Государственный департамент повел себя точно так, как я и надеялась.
Через несколько дней после президентских выборов я получила оттуда вежливое
письмо, где сообщалось, что я могу получить мой паспорт в любое удобное для
меня время. И в пятницу, 13 ноября (обычно это -- мое счастливое число)
паспорт был у меня в руках. Теперь мне надо было позвонить в советское
посольство в Вашингтоне и возобновить визу, срок которой истек в августе. Я
полагала, что это сделают немедленно, но, к моему огромному удивлению, никто
из сотрудников посольства не знал моего имени. Я телеграфировала Киму, что,
по всей видимости, в посольстве никто не знает, кто я такая, и попросила его
по возможности ускорить всю процедуру. Я также настоятельно попросила
консула поговорить с самим послом о предыстории моего дела. Через несколько
часов я позвонила в консульство, и мне сказали, что утром я смогу получить
визу.
Ким приветствовал эти новости потоком телеграмм.
17 ноября: "ДИВНАЯ ДЕВОЧКА С НЕТЕРПЕНИЕМ ЖДУ ПОДРОБНОСТЕЙ ЛЮБЛЮ ОБНИМАЮ
ЦЕЛУЮ КИМ".
18 ноября: "ЖДУ СРЕДЫ ПОЗДРАВЛЯЮ ОТМЕЧАЮ ВЫПИВАЮ ЛЮБЛЮ КИМ".
19 ноября: "НЕ ЗАБУДЬ ШОТЛАНДИЮ И НЕ ЛЕТИ НА ОДНОМ КРЫЛЕ ЛЮБЛЮ ТЕБЯ ВСЮ
КИМ".
Последняя телеграмма меня совершенно озадачила. Поразмыслив над ней
несколько часов, я разгадала загадку: он хотел, чтобы я привезла ему две
бутылки шотландского виски. Я припомнила, как он горевал год назад, когда я
приехала в Москву с пустыми руками. Я купила виски в копенгагенском
"дьюти-фри", во время пересадки на советский самолет, и радостно полетела в
Москву, на этот раз уверенная в ожидающем меня приеме. Это было 28 ноября
1964 года.

_Письменное задание 1_
Верните каждую строку, в которой встречается слово «wall».

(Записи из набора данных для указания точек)

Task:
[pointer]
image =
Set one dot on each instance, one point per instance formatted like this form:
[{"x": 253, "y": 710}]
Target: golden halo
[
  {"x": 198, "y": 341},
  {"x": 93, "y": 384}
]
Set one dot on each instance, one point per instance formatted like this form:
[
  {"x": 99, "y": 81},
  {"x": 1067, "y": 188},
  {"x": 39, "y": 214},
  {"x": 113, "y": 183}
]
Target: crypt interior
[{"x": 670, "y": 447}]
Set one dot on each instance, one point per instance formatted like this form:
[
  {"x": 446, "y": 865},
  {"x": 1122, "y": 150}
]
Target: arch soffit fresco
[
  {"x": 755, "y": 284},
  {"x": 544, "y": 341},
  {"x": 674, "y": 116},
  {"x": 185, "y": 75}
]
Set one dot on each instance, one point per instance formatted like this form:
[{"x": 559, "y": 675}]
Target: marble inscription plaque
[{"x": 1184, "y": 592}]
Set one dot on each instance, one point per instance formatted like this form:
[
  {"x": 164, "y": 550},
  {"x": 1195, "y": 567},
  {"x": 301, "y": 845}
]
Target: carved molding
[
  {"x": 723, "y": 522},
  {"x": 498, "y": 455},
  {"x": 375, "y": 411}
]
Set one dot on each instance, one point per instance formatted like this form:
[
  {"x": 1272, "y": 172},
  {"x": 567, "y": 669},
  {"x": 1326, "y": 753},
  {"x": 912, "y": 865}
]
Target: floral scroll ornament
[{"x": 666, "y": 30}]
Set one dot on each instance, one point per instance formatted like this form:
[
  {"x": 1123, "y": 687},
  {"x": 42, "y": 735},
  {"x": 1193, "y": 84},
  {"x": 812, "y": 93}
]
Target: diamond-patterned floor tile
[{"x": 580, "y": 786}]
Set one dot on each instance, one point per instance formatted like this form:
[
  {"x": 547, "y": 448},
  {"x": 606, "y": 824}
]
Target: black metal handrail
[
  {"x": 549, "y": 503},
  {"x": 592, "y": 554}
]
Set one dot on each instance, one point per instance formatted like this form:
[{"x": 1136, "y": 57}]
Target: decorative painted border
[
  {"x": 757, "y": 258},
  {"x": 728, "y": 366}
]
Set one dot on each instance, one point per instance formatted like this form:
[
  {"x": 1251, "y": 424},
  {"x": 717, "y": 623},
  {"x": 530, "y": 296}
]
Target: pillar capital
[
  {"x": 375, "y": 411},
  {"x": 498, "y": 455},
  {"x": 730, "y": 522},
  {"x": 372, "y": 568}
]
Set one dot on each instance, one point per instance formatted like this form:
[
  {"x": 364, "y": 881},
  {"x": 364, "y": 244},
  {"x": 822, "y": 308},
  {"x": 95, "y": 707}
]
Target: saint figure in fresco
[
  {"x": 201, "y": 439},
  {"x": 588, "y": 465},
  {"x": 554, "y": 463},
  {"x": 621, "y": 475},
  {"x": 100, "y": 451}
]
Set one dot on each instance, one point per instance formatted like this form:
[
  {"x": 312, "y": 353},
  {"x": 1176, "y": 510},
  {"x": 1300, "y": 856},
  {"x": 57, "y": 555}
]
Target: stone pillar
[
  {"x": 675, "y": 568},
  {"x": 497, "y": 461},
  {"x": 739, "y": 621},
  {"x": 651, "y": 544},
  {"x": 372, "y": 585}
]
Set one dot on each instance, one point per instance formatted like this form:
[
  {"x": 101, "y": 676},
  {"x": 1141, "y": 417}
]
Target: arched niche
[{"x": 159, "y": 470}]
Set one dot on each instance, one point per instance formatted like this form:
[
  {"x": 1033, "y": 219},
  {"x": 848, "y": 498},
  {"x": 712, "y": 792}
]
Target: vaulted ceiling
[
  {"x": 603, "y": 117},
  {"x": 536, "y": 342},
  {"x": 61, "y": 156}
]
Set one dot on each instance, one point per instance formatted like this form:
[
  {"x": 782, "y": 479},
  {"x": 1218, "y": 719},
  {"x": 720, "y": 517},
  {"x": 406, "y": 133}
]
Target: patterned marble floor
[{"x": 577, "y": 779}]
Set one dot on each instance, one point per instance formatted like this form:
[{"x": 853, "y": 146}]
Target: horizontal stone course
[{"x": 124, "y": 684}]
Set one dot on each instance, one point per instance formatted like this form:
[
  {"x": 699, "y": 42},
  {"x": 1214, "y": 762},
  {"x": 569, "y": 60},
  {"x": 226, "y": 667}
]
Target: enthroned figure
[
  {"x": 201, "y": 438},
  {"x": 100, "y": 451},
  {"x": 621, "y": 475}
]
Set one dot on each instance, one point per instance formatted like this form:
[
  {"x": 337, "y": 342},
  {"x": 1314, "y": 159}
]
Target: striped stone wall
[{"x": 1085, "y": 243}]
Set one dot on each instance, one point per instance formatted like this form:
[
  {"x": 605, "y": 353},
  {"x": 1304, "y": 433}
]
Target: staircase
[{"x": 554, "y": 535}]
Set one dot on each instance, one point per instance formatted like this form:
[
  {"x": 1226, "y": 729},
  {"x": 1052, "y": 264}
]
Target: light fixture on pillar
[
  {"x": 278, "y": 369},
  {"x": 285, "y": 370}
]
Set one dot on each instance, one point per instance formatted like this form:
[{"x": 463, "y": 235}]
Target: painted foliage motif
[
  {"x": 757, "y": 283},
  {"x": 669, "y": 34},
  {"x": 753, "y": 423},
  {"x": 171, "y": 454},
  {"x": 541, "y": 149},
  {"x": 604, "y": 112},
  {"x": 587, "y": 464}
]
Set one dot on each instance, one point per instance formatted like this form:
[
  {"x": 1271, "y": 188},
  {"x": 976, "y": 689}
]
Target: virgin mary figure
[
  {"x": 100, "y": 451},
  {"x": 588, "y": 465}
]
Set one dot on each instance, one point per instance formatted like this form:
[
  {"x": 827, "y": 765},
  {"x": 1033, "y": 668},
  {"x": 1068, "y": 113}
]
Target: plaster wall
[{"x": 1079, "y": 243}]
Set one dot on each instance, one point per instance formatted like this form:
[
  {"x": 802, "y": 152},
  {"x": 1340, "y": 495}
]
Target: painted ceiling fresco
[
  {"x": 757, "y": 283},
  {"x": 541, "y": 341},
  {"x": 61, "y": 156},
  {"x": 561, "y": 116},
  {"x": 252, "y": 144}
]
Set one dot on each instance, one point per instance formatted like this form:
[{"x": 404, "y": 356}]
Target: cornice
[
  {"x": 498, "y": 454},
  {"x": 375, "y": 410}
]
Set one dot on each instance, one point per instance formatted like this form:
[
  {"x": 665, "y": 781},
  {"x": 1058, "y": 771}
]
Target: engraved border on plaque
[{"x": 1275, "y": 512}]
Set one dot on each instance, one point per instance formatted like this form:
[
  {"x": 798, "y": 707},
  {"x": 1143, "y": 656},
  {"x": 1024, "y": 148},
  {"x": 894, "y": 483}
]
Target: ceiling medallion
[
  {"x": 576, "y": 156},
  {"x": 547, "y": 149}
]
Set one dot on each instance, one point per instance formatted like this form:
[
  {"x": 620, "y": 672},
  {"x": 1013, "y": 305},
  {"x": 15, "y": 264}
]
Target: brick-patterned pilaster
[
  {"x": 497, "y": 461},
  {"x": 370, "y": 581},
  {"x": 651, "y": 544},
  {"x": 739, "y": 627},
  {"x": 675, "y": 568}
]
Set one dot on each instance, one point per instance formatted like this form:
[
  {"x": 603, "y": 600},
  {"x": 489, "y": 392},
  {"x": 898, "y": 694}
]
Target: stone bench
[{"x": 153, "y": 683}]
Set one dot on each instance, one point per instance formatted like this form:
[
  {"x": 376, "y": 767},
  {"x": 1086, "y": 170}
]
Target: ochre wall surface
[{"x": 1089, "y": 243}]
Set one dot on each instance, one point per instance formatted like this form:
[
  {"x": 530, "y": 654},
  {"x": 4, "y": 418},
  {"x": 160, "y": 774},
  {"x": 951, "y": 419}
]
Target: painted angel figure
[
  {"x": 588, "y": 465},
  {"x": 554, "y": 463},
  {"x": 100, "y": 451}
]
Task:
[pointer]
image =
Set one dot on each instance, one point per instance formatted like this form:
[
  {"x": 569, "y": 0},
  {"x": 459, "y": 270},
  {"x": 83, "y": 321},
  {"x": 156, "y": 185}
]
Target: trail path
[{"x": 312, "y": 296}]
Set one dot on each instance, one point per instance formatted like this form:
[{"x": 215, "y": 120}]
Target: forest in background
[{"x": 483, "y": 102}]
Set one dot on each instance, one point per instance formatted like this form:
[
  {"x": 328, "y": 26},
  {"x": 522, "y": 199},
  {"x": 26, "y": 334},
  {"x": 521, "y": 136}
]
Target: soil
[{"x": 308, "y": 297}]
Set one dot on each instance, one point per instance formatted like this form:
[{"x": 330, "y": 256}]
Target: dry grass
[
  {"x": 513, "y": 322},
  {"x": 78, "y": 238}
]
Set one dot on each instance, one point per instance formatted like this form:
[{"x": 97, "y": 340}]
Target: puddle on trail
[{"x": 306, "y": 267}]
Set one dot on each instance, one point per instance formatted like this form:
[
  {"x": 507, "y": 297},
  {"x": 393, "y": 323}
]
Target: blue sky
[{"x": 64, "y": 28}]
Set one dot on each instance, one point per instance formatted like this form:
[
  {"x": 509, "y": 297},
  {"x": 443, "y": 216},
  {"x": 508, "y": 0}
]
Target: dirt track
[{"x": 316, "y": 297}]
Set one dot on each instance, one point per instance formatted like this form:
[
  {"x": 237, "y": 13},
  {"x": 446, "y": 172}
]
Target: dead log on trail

_Письменное задание 2_
Перепишите фрагмент исходного текста, заменив «Государственный департамент» на «Госдепартамент». Начните с места, где стоят слова «Государственный департамент повел», и остановитесь после слов «мое счастливое число)».

_Результат 1_
Target: striped stone wall
Target: plaster wall
Target: ochre wall surface

_Результат 2_
Госдепартамент повел себя точно так, как я и надеялась.
Через несколько дней после президентских выборов я получила оттуда вежливое
письмо, где сообщалось, что я могу получить мой паспорт в любое удобное для
меня время. И в пятницу, 13 ноября (обычно это -- мое счастливое число)